PAGE TEXT:
*** Begin section ***
The Hills Run Red (Review)

The Hills Run Red

The Hills Run Red (2009)

Directed by Dave Parker

The Hills Run Red got the hype treatment within the horror universe this year. It's premise, it's sleek grindy slasher and Sophia Monk wearing nothing should be enough to equal yayness and approval from us fans. For me, it equals more of a mix bag of donuts. Sure you get your oozing jelly filled, and your chocolate yuminess. But you also get your over done elaborate, sprinkled Boston cremes and some other exotic new flavors that catch your eye. Yeah, it looks pretty but it doesn't taste that good.

Well that's The Hills Run Red. It looks good from the outside but when you dig in, it's not as delicious as you thought it would be.

I think I've got you hungry right? Lets dig in shall we?

Boring Plot-O-Matic

A group of young horror fans go searching for a film that mysteriously vanished years ago but instead find that the demented killer from the movie is real, and he's thrilled to meet fans who will die gruesomely for his art.

Awesome Review-O-Matic

At points within the movie, I got really conflicted. I was teetering that this would be 3 spinkicks, then it dropped to 1 spinkick, then to 2 spins, then 2 and a half. I've haven't been this confused trying to rate a film in a while. I usually know exactly the rating I'm going to give during the film and by the end, it's sold. So its surprising to what I settled on for this one. But as you can see below, my string of thoughts sorta went in different directions.

Here's are my thought bubbles during the movie.
  • Sophia Monk is hot
  • OMG! Sophia Monk is naked...making her mega hotter
  • The other female star in the movie is naked too!
  • This trailer of the movie within this movie looks awesome!
*** End section ***
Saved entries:
*** Begin section ***
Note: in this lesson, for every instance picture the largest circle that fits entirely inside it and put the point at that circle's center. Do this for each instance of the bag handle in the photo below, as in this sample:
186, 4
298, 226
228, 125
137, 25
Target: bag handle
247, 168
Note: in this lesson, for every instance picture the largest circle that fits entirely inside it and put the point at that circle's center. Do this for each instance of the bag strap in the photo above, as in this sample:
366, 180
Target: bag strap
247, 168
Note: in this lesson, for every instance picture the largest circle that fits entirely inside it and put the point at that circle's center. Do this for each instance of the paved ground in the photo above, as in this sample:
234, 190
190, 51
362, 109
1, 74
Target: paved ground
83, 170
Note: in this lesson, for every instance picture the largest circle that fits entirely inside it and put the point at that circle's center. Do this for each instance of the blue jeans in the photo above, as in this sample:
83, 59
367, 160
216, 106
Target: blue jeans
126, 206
*** End section ***
*** Begin section ***
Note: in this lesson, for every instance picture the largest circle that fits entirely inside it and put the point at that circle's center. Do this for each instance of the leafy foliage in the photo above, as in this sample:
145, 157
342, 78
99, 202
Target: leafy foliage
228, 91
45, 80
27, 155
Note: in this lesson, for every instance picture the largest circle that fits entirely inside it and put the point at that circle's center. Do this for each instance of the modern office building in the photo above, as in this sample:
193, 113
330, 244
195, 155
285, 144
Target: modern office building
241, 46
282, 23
*** End section ***
*** Begin section ***
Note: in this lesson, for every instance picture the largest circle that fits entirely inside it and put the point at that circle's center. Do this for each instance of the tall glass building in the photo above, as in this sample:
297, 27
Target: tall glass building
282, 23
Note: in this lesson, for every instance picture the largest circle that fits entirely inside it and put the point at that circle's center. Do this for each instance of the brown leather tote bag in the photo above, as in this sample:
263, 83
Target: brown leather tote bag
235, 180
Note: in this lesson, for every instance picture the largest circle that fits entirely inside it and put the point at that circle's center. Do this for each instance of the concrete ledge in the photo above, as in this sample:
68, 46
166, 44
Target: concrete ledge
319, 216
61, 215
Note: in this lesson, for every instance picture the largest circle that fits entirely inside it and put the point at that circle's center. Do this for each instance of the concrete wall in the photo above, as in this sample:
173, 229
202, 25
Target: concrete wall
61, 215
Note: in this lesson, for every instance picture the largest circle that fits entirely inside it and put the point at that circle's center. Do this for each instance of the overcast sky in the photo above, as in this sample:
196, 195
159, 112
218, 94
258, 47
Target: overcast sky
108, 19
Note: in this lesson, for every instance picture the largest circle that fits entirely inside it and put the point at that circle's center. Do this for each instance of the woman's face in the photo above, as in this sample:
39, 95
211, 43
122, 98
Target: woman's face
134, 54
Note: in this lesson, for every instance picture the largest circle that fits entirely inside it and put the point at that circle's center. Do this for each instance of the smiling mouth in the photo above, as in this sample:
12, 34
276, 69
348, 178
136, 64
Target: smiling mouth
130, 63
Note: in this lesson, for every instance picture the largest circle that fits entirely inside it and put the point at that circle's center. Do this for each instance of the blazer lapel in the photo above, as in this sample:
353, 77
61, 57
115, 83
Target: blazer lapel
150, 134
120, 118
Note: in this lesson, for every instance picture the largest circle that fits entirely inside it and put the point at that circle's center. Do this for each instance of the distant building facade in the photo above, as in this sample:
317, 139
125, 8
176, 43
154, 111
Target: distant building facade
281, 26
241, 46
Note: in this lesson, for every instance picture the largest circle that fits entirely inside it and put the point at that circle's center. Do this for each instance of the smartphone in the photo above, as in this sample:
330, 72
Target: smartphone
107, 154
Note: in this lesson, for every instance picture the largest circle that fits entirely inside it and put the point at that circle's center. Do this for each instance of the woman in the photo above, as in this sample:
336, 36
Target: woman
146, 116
*** End section ***
ACTION ITEM A: Update the review of The Hills Run Red, starting with "The Hills Run Red (Review)" and going on through "it would be.", and put "cupcakes" wherever "donuts" appears.
ACTION ITEM B: Write what comes next in the review of The Hills Run Red, picking up after its last line.

WRITTEN RESPONSE A:
The Hills Run Red (Review)

The Hills Run Red

The Hills Run Red (2009)

Directed by Dave Parker

The Hills Run Red got the hype treatment within the horror universe this year. It's premise, it's sleek grindy slasher and Sophia Monk wearing nothing should be enough to equal yayness and approval from us fans. For me, it equals more of a mix bag of cupcakes. Sure you get your oozing jelly filled, and your chocolate yuminess. But you also get your over done elaborate, sprinkled Boston cremes and some other exotic new flavors that catch your eye. Yeah, it looks pretty but it doesn't taste that good.

Well that's The Hills Run Red. It looks good from the outside but when you dig in, it's not as delicious as you thought it would be.

WRITTEN RESPONSE B:
  • Tyler, our main character is kinda a lame, horror-core fan
  • Well, Sophia Monk is naked again
  • Tyler's friends are also big douches..I hope they die
  • Oh oh, this is turning out to be a filmmakers go to the woods and get attacked by cannibal rednecks, then attacked by a real slasher
  • Babyface, our slasher has got some top notch kill skills
  • Holy shit! A women got torn in two by a tree contraption
  • Hmmm. I think the fake grindhouse movie in this movie is probably better than the actual movie itself (make sense?)
  • It's a gratuitous chase scene!
  • WTF! Is this Saw?
  • Sophia Monk is naked again...and I never get tired of looking at her.
  • Oh man I predicted that twist 30 minutes ago
  • Wow, this is lots of pretentious dialogue about movie making
  • Yup, another twist...saw that one coming 15 minutes ago
  • Ewwww. Babyface looks yucky
  • Yeah! A scene during the credits...this will be awes....errr....well thats just dumb
If you've seen the movie, you'll understand exactly what I'm talking about. For peeps who haven't seen it, lets get into a review.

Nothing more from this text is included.